» Document excerpt
━━━━━━━━━━━━━━━━

The challenge of space heating

It’s a lot easier to reduce electricity use than gas use. That’s something I’ve been mulling over during January and February as I try and reduce our overall carbon footprint. With electricity, the quick wins are better known – energy saving light bulbs, efficient appliances, only boiling what you need in the kettle and so on. And all of that will make little difference to your carbon footprint if you’re on a 100% renewable energy tariff anyway.

The bigger issue is heating, which for most of us in Britain is gas, used for both water and space heating. Here’s the breakdown, from a recent Climate Change Committee report on housing:

As a nation, 63% of household energy use goes to heating space. That’s because we have have shifted over the decades towards the comfort and convenience of central heating. The whole house is heated, even if the occupants are all in one room for the evening, watching television.

Part of heating Britain sustainably is going to be picking apart the idea of central heating. Not completely – nobody wants to go back to hearths and three-bar fires. But there are measures that that introduce more sophistication into the ‘one thermostat to rule them all’ default of older central heating systems. Thermostatic radiator controls allow users to turn individual radiators down or off. If you fit these, you can turn off the heating in a spare room and shut the door, for example.

━━━━━━━━━━━━━━━━

» Data extract
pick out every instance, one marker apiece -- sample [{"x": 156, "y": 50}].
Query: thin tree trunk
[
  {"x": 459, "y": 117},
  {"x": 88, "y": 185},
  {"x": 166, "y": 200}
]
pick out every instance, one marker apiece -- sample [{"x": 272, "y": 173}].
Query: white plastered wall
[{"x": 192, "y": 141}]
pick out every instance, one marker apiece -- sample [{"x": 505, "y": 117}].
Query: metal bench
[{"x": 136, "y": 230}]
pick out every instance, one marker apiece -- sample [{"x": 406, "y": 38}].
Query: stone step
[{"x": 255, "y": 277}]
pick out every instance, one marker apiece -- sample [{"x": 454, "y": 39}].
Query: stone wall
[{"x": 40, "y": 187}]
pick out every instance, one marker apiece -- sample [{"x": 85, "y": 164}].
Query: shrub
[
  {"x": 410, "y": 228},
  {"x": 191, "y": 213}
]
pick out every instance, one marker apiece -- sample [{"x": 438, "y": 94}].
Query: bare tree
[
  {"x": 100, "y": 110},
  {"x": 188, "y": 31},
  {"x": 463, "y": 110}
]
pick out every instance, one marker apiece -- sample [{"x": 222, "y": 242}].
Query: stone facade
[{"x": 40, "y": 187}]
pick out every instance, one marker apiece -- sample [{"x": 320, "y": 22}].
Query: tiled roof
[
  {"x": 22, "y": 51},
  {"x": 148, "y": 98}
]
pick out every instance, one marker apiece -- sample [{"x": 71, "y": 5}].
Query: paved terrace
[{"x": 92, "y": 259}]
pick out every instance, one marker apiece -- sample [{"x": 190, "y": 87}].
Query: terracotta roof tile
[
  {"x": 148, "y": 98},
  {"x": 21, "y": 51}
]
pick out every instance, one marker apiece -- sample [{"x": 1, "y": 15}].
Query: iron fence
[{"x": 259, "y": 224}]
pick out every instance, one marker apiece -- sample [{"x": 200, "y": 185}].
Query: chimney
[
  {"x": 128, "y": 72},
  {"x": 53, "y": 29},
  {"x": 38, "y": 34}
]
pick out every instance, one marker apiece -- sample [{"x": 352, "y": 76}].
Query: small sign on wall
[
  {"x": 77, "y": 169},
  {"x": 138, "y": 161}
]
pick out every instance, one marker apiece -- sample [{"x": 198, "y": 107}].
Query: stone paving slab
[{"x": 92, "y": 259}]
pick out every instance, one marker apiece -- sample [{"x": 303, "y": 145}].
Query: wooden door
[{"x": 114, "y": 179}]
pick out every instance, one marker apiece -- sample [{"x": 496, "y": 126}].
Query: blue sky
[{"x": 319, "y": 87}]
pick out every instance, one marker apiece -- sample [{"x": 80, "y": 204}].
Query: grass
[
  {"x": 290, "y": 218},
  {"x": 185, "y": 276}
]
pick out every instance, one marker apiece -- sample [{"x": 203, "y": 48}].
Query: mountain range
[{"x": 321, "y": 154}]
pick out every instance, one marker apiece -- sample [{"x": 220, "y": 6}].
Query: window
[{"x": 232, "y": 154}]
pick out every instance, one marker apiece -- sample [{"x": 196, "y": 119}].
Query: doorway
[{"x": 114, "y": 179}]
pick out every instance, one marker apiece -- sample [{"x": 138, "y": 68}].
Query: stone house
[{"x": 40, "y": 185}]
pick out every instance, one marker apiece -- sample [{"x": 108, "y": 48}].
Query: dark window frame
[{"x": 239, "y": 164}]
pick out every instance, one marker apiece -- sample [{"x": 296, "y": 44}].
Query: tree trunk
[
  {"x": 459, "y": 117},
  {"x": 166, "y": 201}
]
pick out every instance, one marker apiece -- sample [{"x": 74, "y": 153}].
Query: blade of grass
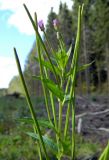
[
  {"x": 41, "y": 71},
  {"x": 30, "y": 104}
]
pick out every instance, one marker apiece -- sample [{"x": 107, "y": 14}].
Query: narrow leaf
[
  {"x": 47, "y": 141},
  {"x": 85, "y": 66}
]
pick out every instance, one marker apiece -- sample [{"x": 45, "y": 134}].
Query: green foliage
[{"x": 15, "y": 86}]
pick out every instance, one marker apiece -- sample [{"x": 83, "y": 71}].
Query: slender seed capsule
[
  {"x": 56, "y": 24},
  {"x": 41, "y": 25}
]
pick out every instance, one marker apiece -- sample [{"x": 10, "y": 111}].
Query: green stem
[
  {"x": 34, "y": 117},
  {"x": 41, "y": 41}
]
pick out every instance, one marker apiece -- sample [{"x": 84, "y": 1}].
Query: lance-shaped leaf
[
  {"x": 47, "y": 141},
  {"x": 54, "y": 88}
]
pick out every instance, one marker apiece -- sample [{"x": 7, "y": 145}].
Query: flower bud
[{"x": 41, "y": 25}]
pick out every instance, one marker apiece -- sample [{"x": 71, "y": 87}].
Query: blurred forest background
[{"x": 93, "y": 81}]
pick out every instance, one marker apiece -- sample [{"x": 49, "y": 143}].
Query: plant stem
[
  {"x": 41, "y": 72},
  {"x": 34, "y": 117},
  {"x": 41, "y": 41}
]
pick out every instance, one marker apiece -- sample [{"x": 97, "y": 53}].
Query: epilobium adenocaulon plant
[{"x": 60, "y": 88}]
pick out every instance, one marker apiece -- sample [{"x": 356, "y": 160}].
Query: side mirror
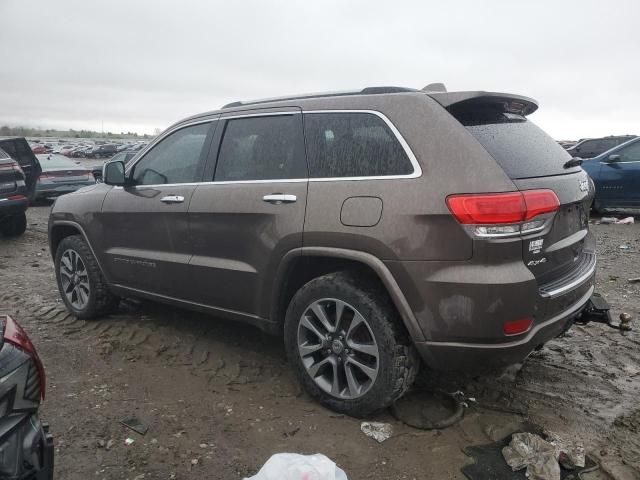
[{"x": 113, "y": 173}]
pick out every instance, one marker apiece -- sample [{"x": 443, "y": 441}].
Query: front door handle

━━━━━━━━━━━━━━━━

» Given exercise 1
In the piece on space heating, rewrite the part from "It’s a lot easier" to "energy tariff anyway." with "pot" in place of "kettle".
» Given exercise 2
According to the piece on space heating, what percentage of household energy use in Britain goes to heating space?
» Given exercise 3
Continue the piece on space heating from where it stops.

» Response 1
It’s a lot easier to reduce electricity use than gas use. That’s something I’ve been mulling over during January and February as I try and reduce our overall carbon footprint. With electricity, the quick wins are better known – energy saving light bulbs, efficient appliances, only boiling what you need in the pot and so on. And all of that will make little difference to your carbon footprint if you’re on a 100% renewable energy tariff anyway.

» Response 2
63%

» Response 3
That’s useful, but the way we use a house changes throughout the day, and most of us won’t be running around turning radiators on and off. That’s where smart heating controls can make a difference, creating heating zones that can be customised according to the time of day. We might warm the downstairs more during the day, and the upstairs more at night. For those with larger homes and rooms that aren’t used as much, that could make a big difference.

What are we doing ourselves? This year I’m trying to nudge our 1920s terraced house towards an A rating for efficiency, and over the last couple of months I’ve been thinking about heating. I’m creating a heating zone in the front room where we tend to be in the evening. I’ve just had it carpeted, somewhat reluctantly as I loved the wooden floor, to help keep prevent heat loss. I’ve re-hung some sliding doors to partition the front from the rest of the open-plan downstairs, and added thermal curtain linings.

I will at some point get smart heating controls, and there’s a bay window that would be much better with triple glazing. But that’s getting expensive, and I have to pay for external cladding first. There’s more wall than window, and it’s single brick. We’ll come to that later in the year.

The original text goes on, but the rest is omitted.